ENTRIES SHOWN section start

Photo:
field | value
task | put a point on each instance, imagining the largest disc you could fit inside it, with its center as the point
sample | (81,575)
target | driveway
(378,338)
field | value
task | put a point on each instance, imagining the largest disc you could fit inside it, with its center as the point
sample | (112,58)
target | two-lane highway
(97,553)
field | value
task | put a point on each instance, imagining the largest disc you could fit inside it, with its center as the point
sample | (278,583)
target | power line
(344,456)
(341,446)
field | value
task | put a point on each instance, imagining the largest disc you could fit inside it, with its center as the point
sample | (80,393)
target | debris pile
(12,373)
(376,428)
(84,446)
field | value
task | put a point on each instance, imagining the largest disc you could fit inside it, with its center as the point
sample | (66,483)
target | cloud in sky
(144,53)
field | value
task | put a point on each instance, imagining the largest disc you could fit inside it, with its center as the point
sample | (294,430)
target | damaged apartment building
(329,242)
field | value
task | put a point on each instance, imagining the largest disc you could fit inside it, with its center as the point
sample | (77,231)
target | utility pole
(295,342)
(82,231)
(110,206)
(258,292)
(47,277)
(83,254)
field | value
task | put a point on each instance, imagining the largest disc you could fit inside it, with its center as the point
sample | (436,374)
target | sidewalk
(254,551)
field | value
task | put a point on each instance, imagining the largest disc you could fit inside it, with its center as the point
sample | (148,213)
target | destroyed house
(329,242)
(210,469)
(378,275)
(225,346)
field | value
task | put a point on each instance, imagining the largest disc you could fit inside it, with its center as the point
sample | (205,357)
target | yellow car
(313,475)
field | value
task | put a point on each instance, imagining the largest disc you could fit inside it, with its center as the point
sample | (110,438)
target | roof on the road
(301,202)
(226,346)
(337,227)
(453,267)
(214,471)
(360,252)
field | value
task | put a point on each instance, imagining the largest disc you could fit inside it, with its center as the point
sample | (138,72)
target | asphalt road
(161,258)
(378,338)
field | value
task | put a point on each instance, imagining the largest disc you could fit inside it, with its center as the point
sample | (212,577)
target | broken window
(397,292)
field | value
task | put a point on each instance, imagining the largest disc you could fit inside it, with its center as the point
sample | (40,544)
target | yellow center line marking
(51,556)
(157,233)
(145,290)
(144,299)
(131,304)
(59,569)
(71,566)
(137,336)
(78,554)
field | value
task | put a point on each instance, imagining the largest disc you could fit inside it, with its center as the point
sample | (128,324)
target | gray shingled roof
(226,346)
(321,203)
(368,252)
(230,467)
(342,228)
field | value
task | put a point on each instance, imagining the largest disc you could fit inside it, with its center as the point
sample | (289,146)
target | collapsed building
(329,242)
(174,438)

ENTRIES SHOWN section end

◆ EXERCISE DESCRIPTION
When transcribing the data, keep every line exactly as it is.

◆ COMPLETED EXERCISE
Photo:
field | value
task | put a point on each instance, imagining the largest disc you could fit inside it, with its center as the point
sample | (81,575)
target | driveway
(378,338)
field | value
task | put a point on each instance, imagining the largest disc you could fit inside it, with its center as the point
sample | (112,58)
target | two-lane highway
(97,553)
field | value
task | put a point on each instance, imagining the largest disc you could fit inside it, with its center as the point
sample | (278,583)
target | power line
(344,456)
(341,446)
field | value
task | put a point on each instance, imagining the largest disc you could fit inside it, with its center as the point
sample | (80,393)
target | debris pile
(12,373)
(376,428)
(84,446)
field | value
task | put a point on each instance, imagining the largest disc you could fit inside it, with its center as the point
sample | (66,483)
target | cloud in sky
(144,53)
field | value
task | put a point on each instance, imagining the largest disc you could fit inside it, with its center as the point
sample | (294,430)
target | damaged apartment building
(329,242)
field | value
task | put a point on each instance, imagining the largest disc you could fit inside it, with its center as the point
sample | (77,231)
target | utility pole
(295,342)
(82,231)
(110,206)
(258,292)
(47,277)
(83,254)
field | value
task | put a point on each instance, imagining the largest disc you could fit inside it, with its center as the point
sample | (436,374)
target | sidewalk
(254,551)
field | value
task | put a point on each instance, imagining the largest disc you could fit inside it, with its center as the point
sample | (148,213)
target | destroyed house
(329,242)
(210,469)
(378,275)
(225,346)
field | value
task | put a point on each instance, imagining the largest disc you could fit inside it, with its center as the point
sample | (205,357)
target | yellow car
(313,475)
field | value
task | put a point on each instance, imagining the largest disc you could fit inside it, with its center as the point
sample | (110,438)
target | roof on the road
(301,202)
(226,346)
(337,227)
(453,267)
(214,471)
(360,252)
field | value
task | put a point on each instance, imagining the largest disc you could fit inside it, with its center as the point
sample | (138,72)
target | asphalt road
(161,258)
(378,338)
field | value
task | put a point on each instance, imagining the largest disc you could fit inside it, with its center as the point
sample | (212,577)
target | broken window
(397,292)
field | value
task | put a point on each instance, imagining the largest disc you could fit inside it, with its center as the point
sample | (40,544)
target | yellow center line marking
(51,556)
(157,233)
(145,290)
(144,299)
(131,304)
(59,569)
(71,566)
(137,336)
(78,554)
field | value
task | put a point on each instance, imagining the largest disc you could fit inside it, with its center as the point
sample | (128,324)
target | gray shingled roof
(226,346)
(321,203)
(368,252)
(230,467)
(342,228)
field | value
task | put a point on each instance, imagining the largest disc you could fit inside it, with its center as the point
sample | (289,146)
target | collapsed building
(329,242)
(174,438)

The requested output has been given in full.